Region outline rows
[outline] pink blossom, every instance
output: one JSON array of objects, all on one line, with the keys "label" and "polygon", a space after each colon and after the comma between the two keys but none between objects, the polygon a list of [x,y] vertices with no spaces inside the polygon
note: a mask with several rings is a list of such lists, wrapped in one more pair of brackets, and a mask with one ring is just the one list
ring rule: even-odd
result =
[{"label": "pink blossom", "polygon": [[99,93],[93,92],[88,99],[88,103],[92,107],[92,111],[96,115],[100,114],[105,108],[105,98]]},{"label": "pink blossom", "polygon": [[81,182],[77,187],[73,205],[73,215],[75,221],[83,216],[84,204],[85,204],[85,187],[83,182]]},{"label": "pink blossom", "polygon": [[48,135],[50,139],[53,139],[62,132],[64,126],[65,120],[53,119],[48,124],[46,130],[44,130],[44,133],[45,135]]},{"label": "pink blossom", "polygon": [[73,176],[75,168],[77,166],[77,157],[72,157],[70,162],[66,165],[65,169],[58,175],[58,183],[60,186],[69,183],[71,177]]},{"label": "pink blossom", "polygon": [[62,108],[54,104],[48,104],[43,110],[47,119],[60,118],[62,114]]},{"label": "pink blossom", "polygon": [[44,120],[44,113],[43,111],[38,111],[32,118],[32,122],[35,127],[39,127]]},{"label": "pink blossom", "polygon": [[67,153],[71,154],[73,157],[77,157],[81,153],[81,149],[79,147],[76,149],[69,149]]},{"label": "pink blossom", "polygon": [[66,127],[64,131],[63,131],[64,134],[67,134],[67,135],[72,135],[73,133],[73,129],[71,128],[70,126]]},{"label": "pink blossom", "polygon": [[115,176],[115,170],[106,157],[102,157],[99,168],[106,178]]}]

TASK PROMPT:
Please arrange every line of the rows above as a numbered list, leaving out any blank lines.

THE REPLY:
1. [outline] pink blossom, every instance
2. output: one JSON array of objects, all on one line, with the keys "label" and "polygon", a space after each colon and after the comma between the two keys but none between objects, the polygon a list of [x,y] vertices with no spaces inside the polygon
3. note: a mask with several rings is a list of such lists, wrapped in one more pair of brackets, and a mask with one ring is just the one list
4. ring rule: even-odd
5. result =
6. [{"label": "pink blossom", "polygon": [[99,93],[93,92],[88,99],[88,103],[92,107],[92,111],[96,115],[100,114],[105,108],[105,98]]},{"label": "pink blossom", "polygon": [[81,182],[77,187],[73,205],[73,215],[75,221],[83,216],[84,204],[85,204],[85,187],[83,182]]},{"label": "pink blossom", "polygon": [[48,135],[50,139],[53,139],[62,132],[64,126],[65,120],[53,119],[48,124],[46,130],[44,130],[44,133],[45,135]]},{"label": "pink blossom", "polygon": [[73,176],[75,168],[77,166],[77,157],[72,157],[70,162],[66,165],[65,169],[58,175],[58,183],[60,186],[69,183],[71,177]]},{"label": "pink blossom", "polygon": [[62,108],[54,104],[48,104],[43,110],[47,119],[60,118],[62,114]]},{"label": "pink blossom", "polygon": [[44,120],[44,113],[43,111],[38,111],[32,118],[32,122],[35,127],[39,127]]},{"label": "pink blossom", "polygon": [[67,153],[71,154],[73,157],[77,157],[81,153],[81,149],[79,147],[76,149],[69,149]]},{"label": "pink blossom", "polygon": [[66,127],[64,131],[63,131],[64,134],[67,134],[67,135],[72,135],[73,133],[73,129],[71,128],[70,126]]},{"label": "pink blossom", "polygon": [[115,176],[115,170],[106,157],[102,157],[99,168],[106,178]]}]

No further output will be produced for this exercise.